§ WORK REQUIRED
Set down every entry word for word. Omit the pictures.

§ Records

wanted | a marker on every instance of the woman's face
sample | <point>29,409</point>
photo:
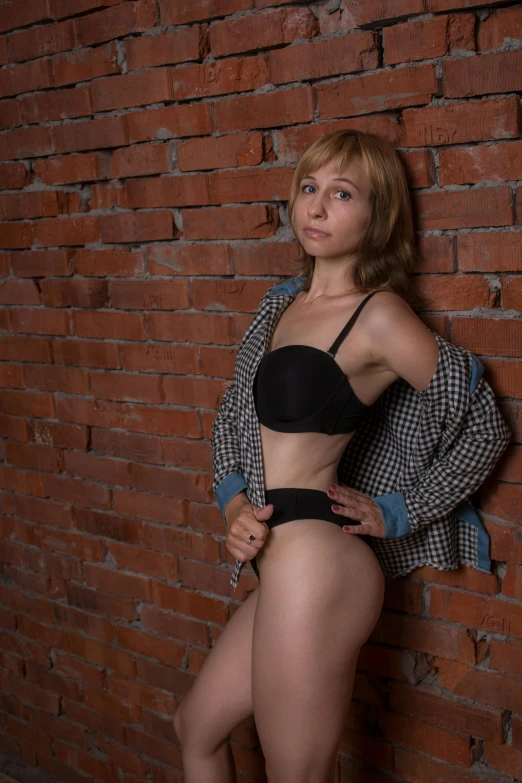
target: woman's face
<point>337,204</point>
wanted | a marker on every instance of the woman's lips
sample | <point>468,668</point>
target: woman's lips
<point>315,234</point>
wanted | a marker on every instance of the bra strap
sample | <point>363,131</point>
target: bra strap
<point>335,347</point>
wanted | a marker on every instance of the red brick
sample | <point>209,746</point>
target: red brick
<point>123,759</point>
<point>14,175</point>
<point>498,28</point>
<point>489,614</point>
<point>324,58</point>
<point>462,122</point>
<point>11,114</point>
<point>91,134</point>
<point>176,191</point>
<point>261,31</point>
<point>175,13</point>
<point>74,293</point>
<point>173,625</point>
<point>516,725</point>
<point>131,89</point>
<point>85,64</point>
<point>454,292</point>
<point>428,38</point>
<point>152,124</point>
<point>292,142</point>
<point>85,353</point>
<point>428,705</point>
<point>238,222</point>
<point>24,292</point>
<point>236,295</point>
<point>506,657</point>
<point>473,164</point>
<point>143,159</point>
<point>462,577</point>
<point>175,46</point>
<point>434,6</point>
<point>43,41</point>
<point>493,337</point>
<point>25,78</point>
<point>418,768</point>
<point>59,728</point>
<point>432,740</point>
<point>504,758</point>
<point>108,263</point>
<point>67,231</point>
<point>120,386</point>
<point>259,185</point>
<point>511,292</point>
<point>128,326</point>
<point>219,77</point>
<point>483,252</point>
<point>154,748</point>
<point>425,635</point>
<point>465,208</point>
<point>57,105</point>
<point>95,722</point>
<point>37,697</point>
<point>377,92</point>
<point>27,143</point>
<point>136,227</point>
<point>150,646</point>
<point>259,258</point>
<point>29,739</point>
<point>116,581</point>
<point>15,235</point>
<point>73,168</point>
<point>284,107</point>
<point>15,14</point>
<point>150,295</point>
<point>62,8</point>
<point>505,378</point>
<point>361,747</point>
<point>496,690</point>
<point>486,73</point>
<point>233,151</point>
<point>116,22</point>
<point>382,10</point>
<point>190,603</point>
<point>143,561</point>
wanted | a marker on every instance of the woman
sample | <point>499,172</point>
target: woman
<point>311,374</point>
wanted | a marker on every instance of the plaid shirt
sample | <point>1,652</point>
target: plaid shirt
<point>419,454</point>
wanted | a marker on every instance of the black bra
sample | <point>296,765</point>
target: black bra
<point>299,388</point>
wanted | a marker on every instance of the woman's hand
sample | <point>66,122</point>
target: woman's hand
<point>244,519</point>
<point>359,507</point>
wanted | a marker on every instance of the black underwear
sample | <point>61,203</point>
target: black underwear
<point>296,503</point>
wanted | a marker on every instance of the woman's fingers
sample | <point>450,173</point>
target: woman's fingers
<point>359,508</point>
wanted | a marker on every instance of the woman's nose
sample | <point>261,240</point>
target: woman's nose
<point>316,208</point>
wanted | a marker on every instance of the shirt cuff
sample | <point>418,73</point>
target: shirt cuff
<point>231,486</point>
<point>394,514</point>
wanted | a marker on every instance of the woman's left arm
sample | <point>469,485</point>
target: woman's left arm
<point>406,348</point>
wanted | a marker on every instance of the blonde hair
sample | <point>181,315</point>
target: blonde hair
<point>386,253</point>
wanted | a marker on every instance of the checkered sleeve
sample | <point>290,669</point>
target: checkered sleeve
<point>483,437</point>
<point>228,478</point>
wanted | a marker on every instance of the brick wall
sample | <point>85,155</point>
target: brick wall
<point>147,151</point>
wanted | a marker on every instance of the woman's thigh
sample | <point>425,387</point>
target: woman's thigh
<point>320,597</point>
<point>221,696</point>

§ WRITTEN SOLUTION
wanted | a marker on every instance of the woman's face
sample | <point>29,409</point>
photo:
target: woman's face
<point>337,204</point>
wanted | a marker on every instance of the woman's lips
sample | <point>468,668</point>
target: woman's lips
<point>315,234</point>
wanted | a marker on every instance of the bra strap
sample | <point>363,131</point>
target: bra strap
<point>335,347</point>
wanted | a marker on every instance of the red brick
sample | <point>209,746</point>
target: red brick
<point>123,759</point>
<point>14,175</point>
<point>498,28</point>
<point>489,614</point>
<point>324,58</point>
<point>462,122</point>
<point>11,114</point>
<point>91,134</point>
<point>176,191</point>
<point>261,31</point>
<point>175,13</point>
<point>74,293</point>
<point>173,625</point>
<point>516,725</point>
<point>131,89</point>
<point>85,64</point>
<point>454,292</point>
<point>428,38</point>
<point>152,124</point>
<point>292,142</point>
<point>85,353</point>
<point>428,705</point>
<point>238,222</point>
<point>24,292</point>
<point>236,295</point>
<point>506,657</point>
<point>473,164</point>
<point>143,159</point>
<point>462,577</point>
<point>175,46</point>
<point>434,6</point>
<point>43,41</point>
<point>493,337</point>
<point>25,78</point>
<point>418,768</point>
<point>59,728</point>
<point>432,740</point>
<point>504,758</point>
<point>108,263</point>
<point>67,231</point>
<point>120,386</point>
<point>259,185</point>
<point>511,292</point>
<point>128,326</point>
<point>219,77</point>
<point>483,252</point>
<point>154,748</point>
<point>425,635</point>
<point>465,208</point>
<point>57,105</point>
<point>95,722</point>
<point>37,697</point>
<point>377,92</point>
<point>27,143</point>
<point>136,227</point>
<point>150,646</point>
<point>259,258</point>
<point>29,739</point>
<point>116,581</point>
<point>15,235</point>
<point>73,168</point>
<point>284,107</point>
<point>15,14</point>
<point>150,295</point>
<point>62,8</point>
<point>505,378</point>
<point>361,747</point>
<point>496,690</point>
<point>486,73</point>
<point>233,151</point>
<point>116,22</point>
<point>382,10</point>
<point>190,603</point>
<point>143,561</point>
wanted | a marker on every instance of the woman
sample | <point>499,172</point>
target: woman
<point>311,374</point>
wanted | a marker on every instance of the plaid shirt
sample | <point>1,652</point>
target: plaid shirt
<point>419,454</point>
wanted | a marker on every instance of the black bra
sample | <point>296,765</point>
target: black bra
<point>299,388</point>
wanted | a marker on every instance of the woman's hand
sample | <point>66,122</point>
target: woman's hand
<point>244,519</point>
<point>359,507</point>
wanted | a marker on every instance of the black underwear
sample | <point>61,203</point>
target: black underwear
<point>296,503</point>
wanted | a marker on every instance of the woman's fingers
sample | <point>450,173</point>
target: woman's fingers
<point>359,508</point>
wanted | a marker on every instance of the woman's nose
sample | <point>261,240</point>
target: woman's nose
<point>316,208</point>
wanted | a marker on every instance of the shirt cuff
sample | <point>418,73</point>
target: shirt cuff
<point>231,486</point>
<point>394,514</point>
wanted | a marker on every instance of the woman's left arm
sample | <point>469,485</point>
target: woman's left arm
<point>406,348</point>
wanted | a marker on every instance of the blonde hair
sample | <point>181,315</point>
target: blonde hair
<point>386,253</point>
wanted | a marker on every instance of the checkered sleeve
sample | <point>290,669</point>
target: checkered sleeve
<point>483,437</point>
<point>228,478</point>
wanted | a marker on every instance of the brick wall
sample | <point>85,155</point>
target: brick wall
<point>147,151</point>
wanted | a marker on every instance of the woman's thigh
sample | <point>425,387</point>
target: woman's thigh
<point>320,597</point>
<point>221,696</point>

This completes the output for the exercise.